CONSIGNE: Recopiez mot pour mot le passage de l'extrait sur la descente dans la mine qui commence par « Dans un article » et se poursuit jusqu'à « (Deuxième heure) ».

EXTRAIT:

......

Dans un article précédent, j’ai brièvement présenté le contexte des mines à la fin du second empire. 

Un des premiers journalistes à descendre dans une mine fut Jules Vallès, c’était en 1866, à Saint-Étienne, et ses deux articles furent publiés par Figaro, comme une correspondance, sous le titre « Lettres de province ». La première de ces lettres a fait l’objet de l’article précédent. Voici la deuxième, parue dans Figaro le 17 novembre 1866.

AU FOND D’UNE MINE

(Deuxième heure)

L’ingénieur nous avait prévenus qu’on devait étouffer et cuire un tantinet!

À notre arrivée, croyant que la température du niveau de roulage était celle de toute la mine, et nous trouvant fort capables de la supporter, nous avions ri des menaces de cuisson et d’étouffement.

Peu à peu, pourtant, à mesure que nous descendions, la chaleur était plus vive, l’air plus épais, et nous dûmes convenir, à un moment, qu’il faisait chaud, très chaud, trop chaud. Quand, pour obéir à notre guide, nous nous défîmes de nos chemises, elles étaient trempées et pouvaient tenir dans la main comme des éponges.

......

LIGNES DE DONNÉES:
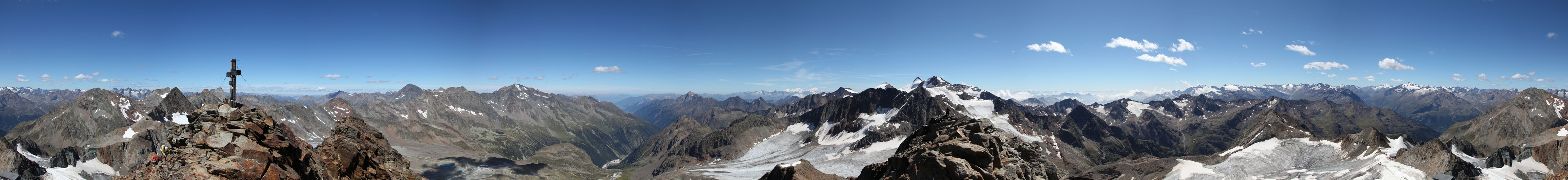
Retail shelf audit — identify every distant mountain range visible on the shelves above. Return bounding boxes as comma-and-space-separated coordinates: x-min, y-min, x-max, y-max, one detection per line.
0, 77, 1568, 180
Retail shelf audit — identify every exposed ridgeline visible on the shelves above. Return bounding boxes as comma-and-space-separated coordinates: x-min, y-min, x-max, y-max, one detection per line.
847, 116, 1061, 180
1137, 83, 1568, 131
0, 89, 44, 135
1047, 94, 1439, 145
273, 85, 655, 169
1438, 87, 1568, 152
632, 93, 773, 129
115, 105, 420, 180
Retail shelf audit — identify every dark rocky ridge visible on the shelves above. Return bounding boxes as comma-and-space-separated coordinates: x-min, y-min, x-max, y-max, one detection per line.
853, 116, 1061, 180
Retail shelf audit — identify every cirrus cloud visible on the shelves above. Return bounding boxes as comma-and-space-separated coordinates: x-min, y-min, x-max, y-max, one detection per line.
1105, 37, 1160, 51
1029, 41, 1068, 53
1377, 58, 1416, 71
1301, 63, 1350, 71
593, 66, 625, 73
1284, 44, 1317, 57
1139, 55, 1187, 66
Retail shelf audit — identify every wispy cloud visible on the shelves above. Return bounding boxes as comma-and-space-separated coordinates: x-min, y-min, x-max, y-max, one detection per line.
593, 66, 625, 73
1029, 41, 1068, 53
1139, 55, 1187, 66
1170, 39, 1198, 51
1105, 37, 1160, 51
762, 59, 809, 71
1301, 63, 1350, 71
1377, 58, 1416, 71
1284, 44, 1317, 57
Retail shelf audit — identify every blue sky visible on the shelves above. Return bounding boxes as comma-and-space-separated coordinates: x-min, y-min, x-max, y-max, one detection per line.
0, 0, 1568, 94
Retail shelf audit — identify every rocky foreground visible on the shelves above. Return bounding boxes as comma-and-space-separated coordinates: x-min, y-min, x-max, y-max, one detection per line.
115, 105, 422, 180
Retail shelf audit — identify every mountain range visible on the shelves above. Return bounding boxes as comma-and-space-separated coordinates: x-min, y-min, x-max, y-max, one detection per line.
0, 77, 1568, 180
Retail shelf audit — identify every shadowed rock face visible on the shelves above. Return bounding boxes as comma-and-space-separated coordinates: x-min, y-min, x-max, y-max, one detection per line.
856, 117, 1059, 180
115, 105, 419, 180
311, 117, 422, 180
757, 159, 843, 180
1438, 87, 1568, 152
0, 139, 44, 180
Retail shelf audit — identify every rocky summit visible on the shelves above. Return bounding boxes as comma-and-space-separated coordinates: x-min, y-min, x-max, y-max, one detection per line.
115, 105, 419, 180
853, 116, 1060, 180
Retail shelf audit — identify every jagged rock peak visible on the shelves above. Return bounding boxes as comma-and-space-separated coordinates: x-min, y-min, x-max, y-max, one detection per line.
872, 83, 897, 89
398, 83, 425, 93
311, 117, 423, 180
856, 116, 1059, 180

......

RÉPONSE ATTENDUE:
Dans un article précédent, j’ai brièvement présenté le contexte des mines à la fin du second empire. 

Un des premiers journalistes à descendre dans une mine fut Jules Vallès, c’était en 1866, à Saint-Étienne, et ses deux articles furent publiés par Figaro, comme une correspondance, sous le titre « Lettres de province ». La première de ces lettres a fait l’objet de l’article précédent. Voici la deuxième, parue dans Figaro le 17 novembre 1866.

AU FOND D’UNE MINE

(Deuxième heure)